### Extracted records
==========
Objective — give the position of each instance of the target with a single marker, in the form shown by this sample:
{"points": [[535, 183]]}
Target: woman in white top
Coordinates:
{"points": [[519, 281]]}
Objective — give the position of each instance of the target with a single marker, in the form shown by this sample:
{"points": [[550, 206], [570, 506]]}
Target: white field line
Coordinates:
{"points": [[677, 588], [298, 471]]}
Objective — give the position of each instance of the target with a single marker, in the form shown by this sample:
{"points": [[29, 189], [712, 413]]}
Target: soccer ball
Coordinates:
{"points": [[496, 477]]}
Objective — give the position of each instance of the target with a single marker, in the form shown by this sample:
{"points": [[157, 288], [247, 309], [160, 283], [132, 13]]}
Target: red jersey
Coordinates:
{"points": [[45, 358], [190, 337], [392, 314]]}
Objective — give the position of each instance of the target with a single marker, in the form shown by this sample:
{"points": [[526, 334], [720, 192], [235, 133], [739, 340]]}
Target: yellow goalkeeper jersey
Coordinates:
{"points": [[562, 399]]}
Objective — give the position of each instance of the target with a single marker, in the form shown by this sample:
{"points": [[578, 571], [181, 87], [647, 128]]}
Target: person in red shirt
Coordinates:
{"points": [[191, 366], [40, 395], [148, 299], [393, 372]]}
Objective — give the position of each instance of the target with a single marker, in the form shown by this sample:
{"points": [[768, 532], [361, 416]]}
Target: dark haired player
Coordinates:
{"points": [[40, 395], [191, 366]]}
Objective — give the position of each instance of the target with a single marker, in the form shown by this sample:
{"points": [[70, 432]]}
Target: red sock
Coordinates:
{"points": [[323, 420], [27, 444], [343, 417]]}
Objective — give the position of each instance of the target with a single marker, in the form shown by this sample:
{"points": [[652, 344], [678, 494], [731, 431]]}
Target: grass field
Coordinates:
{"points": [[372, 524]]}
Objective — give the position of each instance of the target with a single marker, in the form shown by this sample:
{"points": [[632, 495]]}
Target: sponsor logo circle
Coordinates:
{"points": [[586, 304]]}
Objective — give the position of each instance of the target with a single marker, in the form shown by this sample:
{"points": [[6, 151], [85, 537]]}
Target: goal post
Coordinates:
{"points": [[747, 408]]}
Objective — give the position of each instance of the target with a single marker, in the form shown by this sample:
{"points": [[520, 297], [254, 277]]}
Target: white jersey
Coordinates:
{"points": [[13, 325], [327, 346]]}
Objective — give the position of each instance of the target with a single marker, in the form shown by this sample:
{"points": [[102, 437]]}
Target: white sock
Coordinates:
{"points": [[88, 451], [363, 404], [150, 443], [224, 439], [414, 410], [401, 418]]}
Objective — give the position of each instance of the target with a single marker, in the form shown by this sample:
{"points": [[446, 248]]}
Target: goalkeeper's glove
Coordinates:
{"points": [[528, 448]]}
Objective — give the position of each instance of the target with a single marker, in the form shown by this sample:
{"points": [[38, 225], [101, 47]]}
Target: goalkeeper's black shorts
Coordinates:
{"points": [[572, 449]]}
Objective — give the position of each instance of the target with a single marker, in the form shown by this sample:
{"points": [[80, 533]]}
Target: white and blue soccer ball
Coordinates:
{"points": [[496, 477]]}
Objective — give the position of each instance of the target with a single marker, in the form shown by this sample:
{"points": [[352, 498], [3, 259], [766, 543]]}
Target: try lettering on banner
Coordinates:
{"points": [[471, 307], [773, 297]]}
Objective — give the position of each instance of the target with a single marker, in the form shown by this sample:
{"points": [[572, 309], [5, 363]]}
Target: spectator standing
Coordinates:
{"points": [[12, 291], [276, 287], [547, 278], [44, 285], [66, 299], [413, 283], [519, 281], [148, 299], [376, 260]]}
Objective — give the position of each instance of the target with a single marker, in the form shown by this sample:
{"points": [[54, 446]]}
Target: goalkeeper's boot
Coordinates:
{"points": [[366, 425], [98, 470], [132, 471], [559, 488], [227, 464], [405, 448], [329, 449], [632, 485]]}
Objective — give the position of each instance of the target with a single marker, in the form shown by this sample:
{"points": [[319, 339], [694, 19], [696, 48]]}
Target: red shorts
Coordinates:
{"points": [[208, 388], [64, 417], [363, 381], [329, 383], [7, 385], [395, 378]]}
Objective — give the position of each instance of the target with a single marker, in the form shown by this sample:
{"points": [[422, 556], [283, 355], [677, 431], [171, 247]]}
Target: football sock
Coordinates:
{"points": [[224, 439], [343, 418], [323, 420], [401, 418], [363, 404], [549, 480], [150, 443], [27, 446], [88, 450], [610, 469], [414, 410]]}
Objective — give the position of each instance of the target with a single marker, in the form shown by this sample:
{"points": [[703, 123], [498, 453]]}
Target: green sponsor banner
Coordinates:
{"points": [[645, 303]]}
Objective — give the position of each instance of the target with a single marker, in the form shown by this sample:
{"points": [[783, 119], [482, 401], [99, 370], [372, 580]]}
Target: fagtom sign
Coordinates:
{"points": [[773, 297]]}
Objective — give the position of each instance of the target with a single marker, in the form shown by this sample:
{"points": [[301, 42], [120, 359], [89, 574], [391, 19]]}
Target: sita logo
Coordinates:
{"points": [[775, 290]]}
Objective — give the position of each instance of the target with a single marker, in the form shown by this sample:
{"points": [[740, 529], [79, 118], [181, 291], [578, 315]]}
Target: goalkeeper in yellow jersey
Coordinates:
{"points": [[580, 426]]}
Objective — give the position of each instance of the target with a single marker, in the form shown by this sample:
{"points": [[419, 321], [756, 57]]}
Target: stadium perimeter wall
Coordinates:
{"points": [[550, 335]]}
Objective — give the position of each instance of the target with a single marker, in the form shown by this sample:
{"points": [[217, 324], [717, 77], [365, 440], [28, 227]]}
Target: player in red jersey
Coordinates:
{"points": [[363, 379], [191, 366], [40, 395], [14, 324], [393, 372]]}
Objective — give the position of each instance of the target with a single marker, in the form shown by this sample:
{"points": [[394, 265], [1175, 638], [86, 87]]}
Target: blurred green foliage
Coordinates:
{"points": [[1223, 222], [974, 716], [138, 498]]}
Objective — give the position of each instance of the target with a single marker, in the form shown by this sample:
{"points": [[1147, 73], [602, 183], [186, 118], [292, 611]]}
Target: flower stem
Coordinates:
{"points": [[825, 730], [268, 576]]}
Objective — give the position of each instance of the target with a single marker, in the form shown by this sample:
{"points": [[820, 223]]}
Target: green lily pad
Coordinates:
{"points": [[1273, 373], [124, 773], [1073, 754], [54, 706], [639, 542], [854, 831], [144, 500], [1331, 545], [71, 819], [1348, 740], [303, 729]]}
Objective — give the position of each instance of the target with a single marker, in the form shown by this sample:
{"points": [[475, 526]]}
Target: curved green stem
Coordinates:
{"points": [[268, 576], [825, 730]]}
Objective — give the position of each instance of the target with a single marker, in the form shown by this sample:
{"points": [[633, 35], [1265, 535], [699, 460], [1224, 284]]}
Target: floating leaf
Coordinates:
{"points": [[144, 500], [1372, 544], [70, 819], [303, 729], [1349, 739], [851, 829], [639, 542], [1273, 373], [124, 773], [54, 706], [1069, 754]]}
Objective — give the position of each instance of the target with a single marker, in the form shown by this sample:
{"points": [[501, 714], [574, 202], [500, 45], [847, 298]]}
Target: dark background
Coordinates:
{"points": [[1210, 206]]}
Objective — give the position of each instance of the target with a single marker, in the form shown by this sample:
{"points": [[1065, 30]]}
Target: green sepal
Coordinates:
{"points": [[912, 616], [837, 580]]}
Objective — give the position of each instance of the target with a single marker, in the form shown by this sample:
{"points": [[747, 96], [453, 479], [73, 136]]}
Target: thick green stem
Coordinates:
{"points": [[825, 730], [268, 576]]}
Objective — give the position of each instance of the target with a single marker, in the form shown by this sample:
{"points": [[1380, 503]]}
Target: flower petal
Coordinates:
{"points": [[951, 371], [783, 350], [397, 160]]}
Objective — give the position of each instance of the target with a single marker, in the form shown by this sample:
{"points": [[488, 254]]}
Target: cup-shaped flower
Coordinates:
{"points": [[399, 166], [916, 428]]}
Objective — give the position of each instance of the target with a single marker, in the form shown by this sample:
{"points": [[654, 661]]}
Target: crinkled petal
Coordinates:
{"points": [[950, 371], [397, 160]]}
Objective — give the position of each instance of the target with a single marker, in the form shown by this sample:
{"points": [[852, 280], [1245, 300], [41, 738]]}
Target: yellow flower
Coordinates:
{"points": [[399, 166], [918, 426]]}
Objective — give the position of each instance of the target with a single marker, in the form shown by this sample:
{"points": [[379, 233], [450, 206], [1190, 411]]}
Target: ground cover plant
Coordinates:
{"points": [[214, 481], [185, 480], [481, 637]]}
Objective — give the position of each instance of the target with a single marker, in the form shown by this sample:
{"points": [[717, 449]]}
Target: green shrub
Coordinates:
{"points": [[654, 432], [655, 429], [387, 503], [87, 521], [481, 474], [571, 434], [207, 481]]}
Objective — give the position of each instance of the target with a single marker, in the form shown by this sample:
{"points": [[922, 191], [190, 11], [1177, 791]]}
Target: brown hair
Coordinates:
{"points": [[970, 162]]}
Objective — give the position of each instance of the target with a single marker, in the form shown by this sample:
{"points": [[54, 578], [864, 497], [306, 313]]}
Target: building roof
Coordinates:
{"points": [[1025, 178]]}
==========
### Task description
Search the entries above for the string "sponsor". Copy each line in which it appears.

### Exercise result
Target: sponsor logo circle
Target: green sponsor banner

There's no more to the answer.